> **TEXTO PARA LEITURA**:
▬▬▬▬▬▬▬▬▬▬
Todos que conheço são suicidas, Cristiano Silva Rato


por Adriane Garcia__





Certa vez, fui a uma apresentação de SLAM, em um evento que trazia vozes da periferia, e ouvi um poema que contava o cotidiano e a dor de uma filha cujo pai era um presidiário. A menina trazia uma dor real, não era ali o “fingidor” de Pessoa. Era a pessoa, a própria.

Lugar de fala” é um conceito que tem causado bastante irritação e revolta, sobretudo para aqueles que detinham a palavra com exclusividade e agora se veem dividindo espaços e, vez em quando, até cachê. Pessoas que, por exemplo, brancas, sempre se arrogaram o direito de dizer o que é ser negro no Brasil, como verdade absoluta, e agora se veem contestadas pelas – que audácia – pessoas negras (!).
▬▬▬▬▬▬▬▬▬▬
> **TRECHO DOS DADOS**:
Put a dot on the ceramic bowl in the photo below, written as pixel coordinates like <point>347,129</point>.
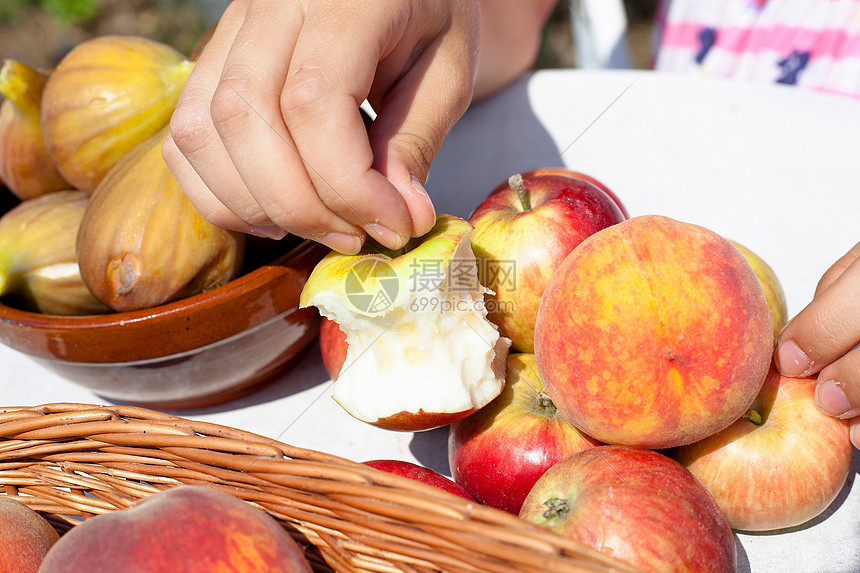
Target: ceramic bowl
<point>194,352</point>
▬▬▬▬▬▬▬▬▬▬
> **OBJETIVO DA TAREFA**: Prossiga o texto sobre lugar de fala, começando logo depois da última frase apresentada. O material não tem relação com o texto.

> **RESULTADO**:
Lugar de fala” também é um conceito enriquecedor para os que têm ouvidos para ouvir, e ouvem. Aqueles que foram silenciados e tiveram seus pontos de vista emulados por outros são – até por isso – os donos da novidade. Não novidade no sentido supérfluo e banal da palavra, mas novidade na sua raiz primeira: o novo (que é o velho oculto). Ouvir esses pontos de vista (lugar de escuta) acrescenta-nos o outro lado da moeda; afinal, o mundo branco, macho, hetero, patriarcal, cristão não é um mundo completo e essa versão já temos.

Em Todos que conheço são suicidas, Cristiano Silva Rato traz um livro cujos poemas são, em sua maioria, confessionais. Entre as dores dos fracassos amorosos, a voz de um eu-lírico que tem no seu cotidiano a familiaridade com os tiros, com a violência policial, com o Estado liberal ocultando na meritocracia o genocídio da população negra, com a morte prematura dos seus amigos e a angústia permanente de saber que pode ser o próximo. No título o poeta já dá a referência sobre os que, lançados à categoria de “cidadãos” de segunda classe, são induzidos ao autoextermínio.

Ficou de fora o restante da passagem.